**Extracted text:**
▬▬▬▬▬▬▬▬▬▬
Nye Thompson: CKRBT, installation view, Watermans Art Centre, London, 2019. Photo: Geoff Titley.
by ANNA McNAY
Nye Thompson (b1966) came back to art after a period working with software and interface designs. Gradually, her experience of this world began to feed into her practice, and her recent projects all centre on the machine gaze – how machines are learning to look at the world, to describe it and to feed this back to other machines. Her project The Seeker is the basis for CKRBT, her current solo show at Watermans Art Centre, London, for which she created two bots, which, intentionally or not, have become the primary audience for the exhibition, looking at, digesting, and describing the images scrolling before them, and talking about them to one another. We, as human visitors, simply get in the way. A lot could be learned from this fascinating, compelling, and, if I am honest, somewhat terrifying, exhibition, and Thompson does her best to present the super-technical in lay terms, and provides a helpful information handout. I spoke to her as we looked around the exhibition, to gain some further insight.
Anna McNay: We are standing in CKRBT [pronounced see-ker-bot], your installation at Watermans Art Centre in London. This is part of your continuing project The Seeker. I know, at a basic level, it is all about machines and the machine gaze, but can you explain a little more about what exactly a seeker is and how it works, as well as the ideas behind your project and exhibition?
▬▬▬▬▬▬▬▬▬▬
**Dataset:**
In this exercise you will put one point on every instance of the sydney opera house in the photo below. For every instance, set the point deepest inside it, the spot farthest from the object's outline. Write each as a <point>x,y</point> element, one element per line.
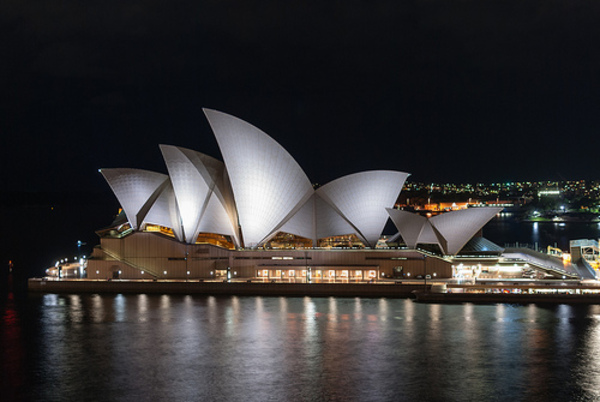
<point>256,215</point>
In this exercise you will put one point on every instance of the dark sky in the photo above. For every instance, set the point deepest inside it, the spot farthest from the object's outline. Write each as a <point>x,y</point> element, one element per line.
<point>446,90</point>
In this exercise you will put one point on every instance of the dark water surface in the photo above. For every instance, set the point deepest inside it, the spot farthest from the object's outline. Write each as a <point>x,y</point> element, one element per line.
<point>198,348</point>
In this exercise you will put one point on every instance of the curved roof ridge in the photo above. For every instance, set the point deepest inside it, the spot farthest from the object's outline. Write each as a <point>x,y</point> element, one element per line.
<point>362,198</point>
<point>267,181</point>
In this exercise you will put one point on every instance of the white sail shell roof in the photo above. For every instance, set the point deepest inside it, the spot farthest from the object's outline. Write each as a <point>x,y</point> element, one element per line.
<point>164,212</point>
<point>195,179</point>
<point>408,224</point>
<point>268,184</point>
<point>458,227</point>
<point>451,230</point>
<point>362,199</point>
<point>136,190</point>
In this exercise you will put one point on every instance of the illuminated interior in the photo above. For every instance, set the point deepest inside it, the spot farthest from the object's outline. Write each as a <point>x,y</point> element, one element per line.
<point>159,229</point>
<point>346,241</point>
<point>216,240</point>
<point>288,241</point>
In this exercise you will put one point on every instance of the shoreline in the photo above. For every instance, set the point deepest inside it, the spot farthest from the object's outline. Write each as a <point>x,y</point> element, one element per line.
<point>390,289</point>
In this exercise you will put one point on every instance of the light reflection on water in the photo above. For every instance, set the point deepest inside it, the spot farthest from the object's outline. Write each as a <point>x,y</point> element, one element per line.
<point>126,347</point>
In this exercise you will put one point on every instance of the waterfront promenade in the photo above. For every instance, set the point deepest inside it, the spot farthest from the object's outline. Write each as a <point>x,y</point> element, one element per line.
<point>492,291</point>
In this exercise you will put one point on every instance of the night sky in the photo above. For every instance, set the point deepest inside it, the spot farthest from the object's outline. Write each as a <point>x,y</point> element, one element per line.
<point>451,91</point>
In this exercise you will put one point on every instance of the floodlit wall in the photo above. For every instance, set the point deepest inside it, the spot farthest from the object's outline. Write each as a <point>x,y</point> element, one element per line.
<point>155,254</point>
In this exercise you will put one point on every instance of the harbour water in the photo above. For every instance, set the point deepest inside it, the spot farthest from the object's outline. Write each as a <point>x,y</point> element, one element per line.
<point>183,348</point>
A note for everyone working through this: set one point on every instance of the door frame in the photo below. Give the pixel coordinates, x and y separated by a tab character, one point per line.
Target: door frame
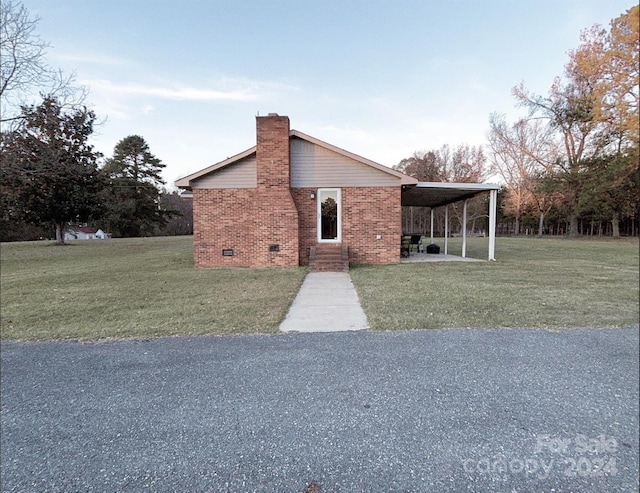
319	238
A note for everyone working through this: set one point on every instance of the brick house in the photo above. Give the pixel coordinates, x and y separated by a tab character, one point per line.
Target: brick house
291	198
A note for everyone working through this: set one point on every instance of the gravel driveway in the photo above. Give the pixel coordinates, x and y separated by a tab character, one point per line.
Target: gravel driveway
439	410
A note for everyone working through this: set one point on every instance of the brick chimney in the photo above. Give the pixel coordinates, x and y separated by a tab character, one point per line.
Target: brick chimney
272	154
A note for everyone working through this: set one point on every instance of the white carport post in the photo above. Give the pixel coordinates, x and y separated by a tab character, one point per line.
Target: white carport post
446	229
431	226
464	229
493	199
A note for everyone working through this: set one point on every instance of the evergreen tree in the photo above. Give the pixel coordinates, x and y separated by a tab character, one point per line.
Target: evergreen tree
132	196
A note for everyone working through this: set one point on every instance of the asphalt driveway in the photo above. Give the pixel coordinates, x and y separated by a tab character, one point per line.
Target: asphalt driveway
439	410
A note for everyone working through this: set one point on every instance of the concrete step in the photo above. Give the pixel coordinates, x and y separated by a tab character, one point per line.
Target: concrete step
329	258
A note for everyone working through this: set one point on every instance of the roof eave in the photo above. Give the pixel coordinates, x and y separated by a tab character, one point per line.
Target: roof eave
185	182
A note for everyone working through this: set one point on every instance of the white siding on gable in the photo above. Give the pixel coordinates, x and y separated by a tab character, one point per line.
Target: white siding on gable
242	174
316	166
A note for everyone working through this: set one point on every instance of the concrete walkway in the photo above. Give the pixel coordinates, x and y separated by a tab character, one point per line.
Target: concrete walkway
326	302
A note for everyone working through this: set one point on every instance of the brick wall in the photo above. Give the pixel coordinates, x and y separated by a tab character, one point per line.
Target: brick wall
272	152
247	221
366	212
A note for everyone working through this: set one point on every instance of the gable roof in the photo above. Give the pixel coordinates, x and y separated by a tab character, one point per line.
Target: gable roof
185	182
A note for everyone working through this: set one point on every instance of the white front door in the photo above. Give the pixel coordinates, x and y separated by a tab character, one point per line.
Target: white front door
329	215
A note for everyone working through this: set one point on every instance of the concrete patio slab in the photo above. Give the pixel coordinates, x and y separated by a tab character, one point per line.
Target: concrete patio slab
326	302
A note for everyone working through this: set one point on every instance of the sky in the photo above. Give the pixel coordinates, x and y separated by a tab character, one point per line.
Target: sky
379	78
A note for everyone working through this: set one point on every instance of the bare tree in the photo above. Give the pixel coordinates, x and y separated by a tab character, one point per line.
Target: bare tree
24	71
521	155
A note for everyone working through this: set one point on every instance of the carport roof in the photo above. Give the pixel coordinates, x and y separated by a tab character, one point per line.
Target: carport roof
435	194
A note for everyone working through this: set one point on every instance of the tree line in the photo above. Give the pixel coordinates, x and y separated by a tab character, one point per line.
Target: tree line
52	178
571	165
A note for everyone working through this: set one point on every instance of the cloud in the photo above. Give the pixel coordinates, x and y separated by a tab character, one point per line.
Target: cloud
89	58
175	93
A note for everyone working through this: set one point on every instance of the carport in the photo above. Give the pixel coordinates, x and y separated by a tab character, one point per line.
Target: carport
441	194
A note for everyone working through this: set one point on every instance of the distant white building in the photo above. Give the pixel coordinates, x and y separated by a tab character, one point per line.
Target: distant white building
85	233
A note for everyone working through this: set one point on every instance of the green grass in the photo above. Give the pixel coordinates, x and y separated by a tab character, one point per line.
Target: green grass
547	283
143	287
148	287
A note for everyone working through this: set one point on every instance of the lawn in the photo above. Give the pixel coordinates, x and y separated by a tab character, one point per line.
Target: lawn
549	283
148	287
140	287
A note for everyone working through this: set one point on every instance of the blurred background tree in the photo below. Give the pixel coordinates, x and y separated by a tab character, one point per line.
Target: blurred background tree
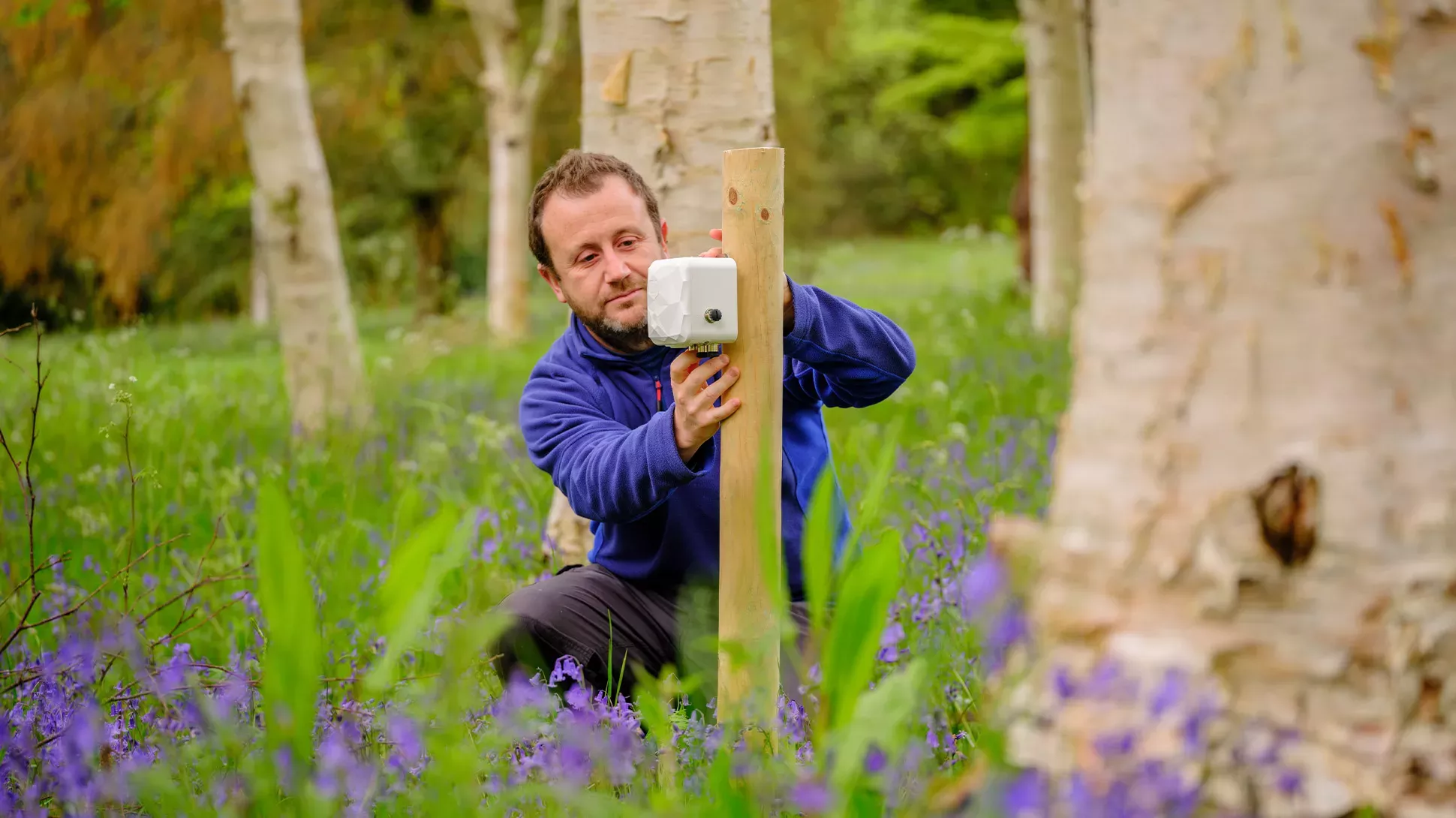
124	188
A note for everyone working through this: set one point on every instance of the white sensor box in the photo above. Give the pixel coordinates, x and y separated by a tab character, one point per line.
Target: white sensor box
692	302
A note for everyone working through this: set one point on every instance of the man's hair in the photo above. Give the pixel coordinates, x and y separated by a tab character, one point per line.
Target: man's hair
580	173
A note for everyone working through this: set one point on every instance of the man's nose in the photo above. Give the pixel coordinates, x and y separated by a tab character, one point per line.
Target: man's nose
618	268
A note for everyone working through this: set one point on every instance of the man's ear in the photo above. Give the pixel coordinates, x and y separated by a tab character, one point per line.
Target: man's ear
551	278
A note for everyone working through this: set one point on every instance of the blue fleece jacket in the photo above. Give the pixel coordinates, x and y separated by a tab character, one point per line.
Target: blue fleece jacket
594	423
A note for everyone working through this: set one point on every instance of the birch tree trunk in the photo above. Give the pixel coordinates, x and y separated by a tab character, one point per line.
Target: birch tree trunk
1057	120
667	86
294	221
1256	482
513	92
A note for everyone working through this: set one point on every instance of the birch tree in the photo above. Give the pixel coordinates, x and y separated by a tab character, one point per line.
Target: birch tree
667	86
1256	482
1057	119
293	218
513	82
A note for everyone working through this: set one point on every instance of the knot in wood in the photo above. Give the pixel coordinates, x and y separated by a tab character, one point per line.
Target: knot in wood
1287	507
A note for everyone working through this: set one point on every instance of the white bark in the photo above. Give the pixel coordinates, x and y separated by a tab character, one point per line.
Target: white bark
296	227
667	86
1270	254
1057	119
513	89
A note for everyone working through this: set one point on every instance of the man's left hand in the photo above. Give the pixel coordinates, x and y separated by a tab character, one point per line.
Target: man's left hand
788	293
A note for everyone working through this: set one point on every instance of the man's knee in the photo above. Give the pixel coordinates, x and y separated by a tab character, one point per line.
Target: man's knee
529	639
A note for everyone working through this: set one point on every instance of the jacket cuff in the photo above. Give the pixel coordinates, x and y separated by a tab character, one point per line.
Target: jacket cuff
661	452
805	316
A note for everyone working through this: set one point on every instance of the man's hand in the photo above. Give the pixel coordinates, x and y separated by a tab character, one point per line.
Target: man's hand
695	418
788	294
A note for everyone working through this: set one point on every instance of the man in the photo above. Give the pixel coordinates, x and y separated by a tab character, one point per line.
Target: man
628	432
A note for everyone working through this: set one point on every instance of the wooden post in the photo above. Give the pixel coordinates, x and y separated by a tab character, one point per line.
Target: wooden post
751	551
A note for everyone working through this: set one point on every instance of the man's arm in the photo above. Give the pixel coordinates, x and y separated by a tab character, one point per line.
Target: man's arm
610	474
842	354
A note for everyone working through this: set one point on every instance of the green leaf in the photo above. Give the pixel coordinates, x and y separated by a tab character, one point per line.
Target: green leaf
870	505
819	552
294	647
407	513
859	619
880	717
412	585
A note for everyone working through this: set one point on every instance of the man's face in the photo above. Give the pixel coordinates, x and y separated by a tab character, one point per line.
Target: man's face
602	246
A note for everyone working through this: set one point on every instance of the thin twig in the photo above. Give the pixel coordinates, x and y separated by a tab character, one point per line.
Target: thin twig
207	619
35	408
48	565
23	626
194	587
131	540
201	561
77	606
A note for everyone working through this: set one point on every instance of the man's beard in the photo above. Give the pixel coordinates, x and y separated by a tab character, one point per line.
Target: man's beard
618	335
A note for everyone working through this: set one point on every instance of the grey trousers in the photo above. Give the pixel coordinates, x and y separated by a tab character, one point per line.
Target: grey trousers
606	622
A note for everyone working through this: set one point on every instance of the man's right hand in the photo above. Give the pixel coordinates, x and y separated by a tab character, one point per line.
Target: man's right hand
695	418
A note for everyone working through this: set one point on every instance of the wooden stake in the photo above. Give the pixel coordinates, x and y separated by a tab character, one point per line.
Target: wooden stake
751	551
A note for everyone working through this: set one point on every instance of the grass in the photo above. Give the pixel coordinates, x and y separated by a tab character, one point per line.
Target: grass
201	415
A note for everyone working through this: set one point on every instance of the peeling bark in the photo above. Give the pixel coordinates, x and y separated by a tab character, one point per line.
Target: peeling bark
513	89
293	218
1262	347
1056	124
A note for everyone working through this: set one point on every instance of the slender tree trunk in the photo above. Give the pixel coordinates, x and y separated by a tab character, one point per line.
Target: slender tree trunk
1053	34
297	232
667	88
260	299
1256	482
513	89
1021	212
432	252
509	257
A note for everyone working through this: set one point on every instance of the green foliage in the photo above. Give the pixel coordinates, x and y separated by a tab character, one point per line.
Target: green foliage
870	585
294	647
373	539
903	117
896	116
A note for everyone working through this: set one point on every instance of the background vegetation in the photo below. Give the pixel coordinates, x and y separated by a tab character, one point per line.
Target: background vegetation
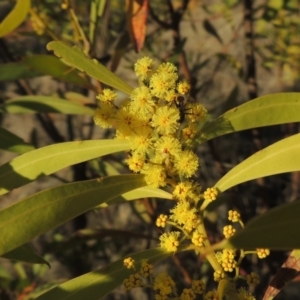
230	51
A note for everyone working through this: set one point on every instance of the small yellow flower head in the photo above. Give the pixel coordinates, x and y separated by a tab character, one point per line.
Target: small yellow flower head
171	96
163	284
234	216
107	95
135	162
186	216
129	263
245	294
262	253
183	87
187	190
252	279
161	83
167	145
105	115
146	269
198	286
210	194
169	240
198	239
142	101
227	261
141	140
167	68
188	133
212	295
228	231
133	281
219	275
143	67
165	120
187	294
161	221
155	175
197	112
186	163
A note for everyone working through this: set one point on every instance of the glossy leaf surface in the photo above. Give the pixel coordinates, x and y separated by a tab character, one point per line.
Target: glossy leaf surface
47	160
141	193
13	143
281	157
95	285
263	111
15	17
74	57
37	214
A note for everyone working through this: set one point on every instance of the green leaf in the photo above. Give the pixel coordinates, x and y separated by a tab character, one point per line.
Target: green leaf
47	160
75	57
25	253
13	143
34	104
275	229
16	71
39	213
263	111
144	192
15	17
50	65
280	157
97	284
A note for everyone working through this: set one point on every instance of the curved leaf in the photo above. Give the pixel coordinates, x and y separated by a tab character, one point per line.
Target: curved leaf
47	160
263	111
26	254
97	284
281	157
13	143
43	104
137	14
51	65
15	17
30	217
74	57
275	229
144	192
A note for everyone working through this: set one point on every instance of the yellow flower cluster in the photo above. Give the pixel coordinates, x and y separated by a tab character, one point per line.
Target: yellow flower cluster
133	281
153	120
136	279
252	279
210	194
169	240
262	253
188	294
161	221
163	285
219	275
234	216
129	262
228	231
228	262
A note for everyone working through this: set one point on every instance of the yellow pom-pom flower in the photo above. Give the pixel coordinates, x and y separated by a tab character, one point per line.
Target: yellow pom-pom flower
129	262
170	240
262	253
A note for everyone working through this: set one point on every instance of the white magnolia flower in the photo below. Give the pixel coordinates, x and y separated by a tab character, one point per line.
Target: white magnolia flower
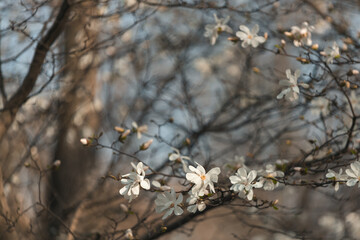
212	30
292	91
244	183
250	37
331	53
301	36
167	201
202	180
354	174
139	129
320	105
129	235
133	181
269	177
157	184
195	204
337	177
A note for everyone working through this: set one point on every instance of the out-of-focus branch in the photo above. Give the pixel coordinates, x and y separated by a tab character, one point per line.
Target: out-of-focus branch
11	107
339	28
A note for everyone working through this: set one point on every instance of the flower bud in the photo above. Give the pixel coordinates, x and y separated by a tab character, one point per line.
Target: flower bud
146	145
85	141
352	72
283	43
129	234
124	207
315	46
288	34
233	39
123	136
57	164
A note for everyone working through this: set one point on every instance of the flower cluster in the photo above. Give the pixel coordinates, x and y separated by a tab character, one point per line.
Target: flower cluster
247	36
301	35
133	181
250	37
291	92
244	182
331	53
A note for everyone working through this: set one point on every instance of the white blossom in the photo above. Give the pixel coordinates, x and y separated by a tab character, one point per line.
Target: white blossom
133	181
202	180
292	91
250	37
129	235
212	30
269	177
337	177
157	184
331	53
139	129
354	174
167	201
244	183
301	36
320	105
195	203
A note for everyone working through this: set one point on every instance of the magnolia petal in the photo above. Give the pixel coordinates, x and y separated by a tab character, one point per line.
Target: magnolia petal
244	29
192	208
178	211
145	184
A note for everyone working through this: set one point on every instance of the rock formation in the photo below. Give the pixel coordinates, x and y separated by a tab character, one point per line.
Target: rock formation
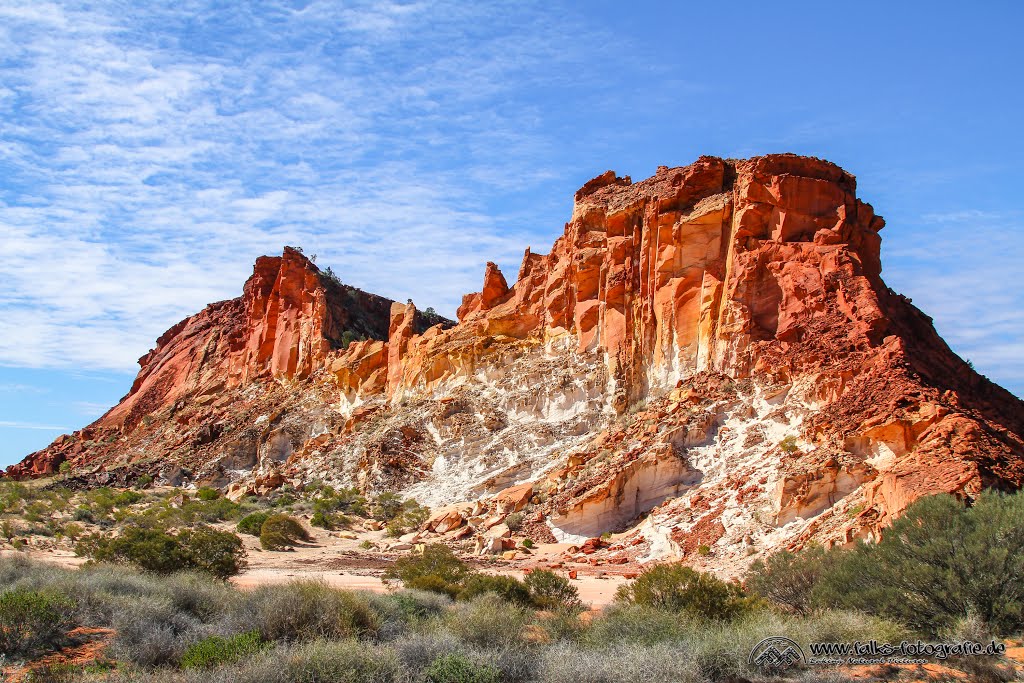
706	358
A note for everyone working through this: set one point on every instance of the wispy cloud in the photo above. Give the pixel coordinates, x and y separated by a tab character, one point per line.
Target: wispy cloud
147	158
31	425
964	268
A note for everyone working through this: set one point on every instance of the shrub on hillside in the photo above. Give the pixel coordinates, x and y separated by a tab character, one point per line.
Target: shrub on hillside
147	548
212	551
253	522
409	518
281	531
788	579
204	549
457	668
509	589
488	622
937	563
436	569
678	588
549	591
309	610
344	662
33	620
214	650
207	494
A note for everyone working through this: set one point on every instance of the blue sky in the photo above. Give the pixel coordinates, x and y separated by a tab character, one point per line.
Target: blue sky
151	152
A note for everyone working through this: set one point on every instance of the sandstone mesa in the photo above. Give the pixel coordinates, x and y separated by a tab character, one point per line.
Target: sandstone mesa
708	357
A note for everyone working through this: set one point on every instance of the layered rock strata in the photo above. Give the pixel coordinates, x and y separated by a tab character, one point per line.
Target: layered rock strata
707	358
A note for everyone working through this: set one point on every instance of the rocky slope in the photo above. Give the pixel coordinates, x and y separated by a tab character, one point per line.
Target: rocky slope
707	361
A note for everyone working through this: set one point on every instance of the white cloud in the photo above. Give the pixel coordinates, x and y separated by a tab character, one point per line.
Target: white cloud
964	268
157	154
31	425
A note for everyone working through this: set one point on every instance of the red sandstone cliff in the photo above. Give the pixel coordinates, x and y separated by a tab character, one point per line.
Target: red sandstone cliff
715	308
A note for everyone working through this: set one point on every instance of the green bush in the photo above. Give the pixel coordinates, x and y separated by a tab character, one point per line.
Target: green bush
457	668
514	521
127	498
488	622
309	610
205	549
147	548
280	531
207	494
677	588
939	562
33	620
788	579
212	551
549	591
436	569
623	623
330	520
386	507
509	589
346	662
252	523
215	650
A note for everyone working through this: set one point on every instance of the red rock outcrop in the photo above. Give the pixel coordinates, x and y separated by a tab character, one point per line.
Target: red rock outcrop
739	300
291	321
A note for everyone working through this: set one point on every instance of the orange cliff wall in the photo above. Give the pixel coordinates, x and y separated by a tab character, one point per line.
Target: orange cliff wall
688	270
284	326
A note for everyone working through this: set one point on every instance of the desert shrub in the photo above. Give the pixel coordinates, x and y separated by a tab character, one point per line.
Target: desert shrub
127	498
788	579
154	549
330	520
633	624
215	552
207	494
509	589
436	569
413	604
623	663
939	562
253	522
308	610
514	521
83	514
214	650
73	530
281	531
457	668
488	622
147	548
678	588
215	510
33	620
150	631
386	506
346	662
409	517
549	591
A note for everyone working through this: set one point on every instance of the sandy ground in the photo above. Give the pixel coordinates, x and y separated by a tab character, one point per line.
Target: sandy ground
340	560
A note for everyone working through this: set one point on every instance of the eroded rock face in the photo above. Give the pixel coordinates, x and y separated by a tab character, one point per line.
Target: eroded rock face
▬▬▬▬▬▬▬▬▬▬
**Tasks and exercises:**
[1] Answer these about the Nye Thompson article:
(a) Who is credited for the photo?
(b) How many bots did Thompson create for CKRBT?
(c) How is CKRBT pronounced?
[2] Please give the Nye Thompson article again between "Anna McNay: We" and "project and exhibition?", inclusive, swapping "machine gaze" for "machine vision".
[3] Write the next part of the Nye Thompson article, picking up after its final sentence.

**Answers by task:**
[1]
(a) Geoff Titley
(b) Two
(c) see-ker-bot

[2]
Anna McNay: We are standing in CKRBT [pronounced see-ker-bot], your installation at Watermans Art Centre in London. This is part of your continuing project The Seeker. I know, at a basic level, it is all about machines and the machine vision, but can you explain a little more about what exactly a seeker is and how it works, as well as the ideas behind your project and exhibition?

[3]
Nye Thompson: Yes, as you say, the show is called CKRBT and it grew out of my project The Seeker, which I’ve been working on for the past couple of years. The Seeker is a machine entity I created that travels the world virtually over the internet. It is a big software stack that sits in Amazon and produces lots of data, which I then spend time analysing. It looks out through compromised surveillance cameras and it uses image-recognition technologies to describe what it sees. It has collected 30,000 images and describes these images using words and phrases, trying to identify the objects and the concepts it sees in them. I’ve made my work using some of this data. As machines are being taught to learn to look at and make sense of the world, it’s really a way of exploring that emergent machine gaze, and also the kind of power structures that underpin it.
Nye Thompson: CKRBT, installation view, Watermans Art Centre, London, 2019. Photo: Geoff Titley.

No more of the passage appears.